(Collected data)
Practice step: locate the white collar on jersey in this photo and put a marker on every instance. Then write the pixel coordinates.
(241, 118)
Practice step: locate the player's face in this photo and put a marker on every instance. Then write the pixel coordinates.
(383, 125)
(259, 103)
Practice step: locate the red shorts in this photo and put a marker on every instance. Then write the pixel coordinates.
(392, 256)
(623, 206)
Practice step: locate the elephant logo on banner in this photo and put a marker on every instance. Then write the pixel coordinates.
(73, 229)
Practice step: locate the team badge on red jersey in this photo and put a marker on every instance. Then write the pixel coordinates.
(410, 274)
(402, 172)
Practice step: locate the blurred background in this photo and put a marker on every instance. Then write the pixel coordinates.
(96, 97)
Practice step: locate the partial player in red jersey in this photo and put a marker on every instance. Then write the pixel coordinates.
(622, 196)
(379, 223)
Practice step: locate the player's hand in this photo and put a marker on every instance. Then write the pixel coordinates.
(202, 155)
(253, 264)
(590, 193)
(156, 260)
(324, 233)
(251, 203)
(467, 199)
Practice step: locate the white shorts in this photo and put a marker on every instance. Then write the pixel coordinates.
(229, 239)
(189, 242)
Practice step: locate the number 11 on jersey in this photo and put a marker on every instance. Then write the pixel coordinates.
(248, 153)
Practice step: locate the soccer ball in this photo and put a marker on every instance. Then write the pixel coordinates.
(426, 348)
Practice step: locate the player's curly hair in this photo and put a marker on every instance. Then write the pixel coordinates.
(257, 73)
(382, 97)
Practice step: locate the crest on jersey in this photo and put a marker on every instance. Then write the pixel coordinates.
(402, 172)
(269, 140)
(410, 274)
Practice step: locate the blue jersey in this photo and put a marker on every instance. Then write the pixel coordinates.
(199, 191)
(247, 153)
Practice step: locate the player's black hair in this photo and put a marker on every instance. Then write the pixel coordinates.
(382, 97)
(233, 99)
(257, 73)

AIM OF THE TASK:
Output every record without changing any wording.

EXERCISE RESULT:
Practice step: locate the white collar on jersey in this photo and put a marker on every instance. Then write the pixel coordinates.
(241, 118)
Practice step: locate the player's face in this photo and put a marker on every instance. Then write the pixel coordinates.
(383, 125)
(259, 103)
Practice step: locate the red shorts in this photo and put a marker on every instance. Then write the pixel coordinates.
(392, 256)
(623, 206)
Practice step: locate the elephant logo on banner in this photo and put a marker on every instance. Then write the pixel coordinates.
(73, 229)
Practice step: locate the team badge on red jersey in this photo and put a marker on every instance. Then write the pixel coordinates.
(410, 274)
(402, 172)
Practice step: locate the blurred background in this photo and put a marker on every instance. Then write the pixel coordinates.
(96, 97)
Practice step: locate the partial player in red jersey in this photo and put a marker on every instance. Then write the pixel coordinates.
(622, 196)
(379, 223)
Practice step: locate the player's hand in this photo and put a marker on every instance. Then write the pixel coordinates.
(202, 155)
(253, 264)
(590, 193)
(156, 260)
(324, 233)
(251, 203)
(467, 199)
Practice step: locate the white shorts in this photo and put a marker on every instance. Then write the pixel coordinates.
(229, 239)
(189, 242)
Practice step: locate the number 11 on jersey in this photo and put a marker on every instance. Then write the pixel coordinates.
(248, 153)
Practice step: locate the soccer ball in this photo and put a marker on every instance. Then write the pixel coordinates.
(426, 348)
Practice step: locate the player's curly hair in this photo and put a marker on every instance. Then write the pixel coordinates.
(257, 73)
(382, 97)
Practice step: locate the crest on jersey in this photo and put a marker on every instance. Then write the pixel coordinates.
(402, 172)
(269, 140)
(410, 274)
Practice step: locate the blue jersey in this photo and put a marker on every instance. Then write the pixel coordinates.
(199, 191)
(247, 153)
Practice step: locate the player's black hair in this photo and put a marker on every instance. Then write the pixel coordinates.
(382, 97)
(233, 99)
(257, 73)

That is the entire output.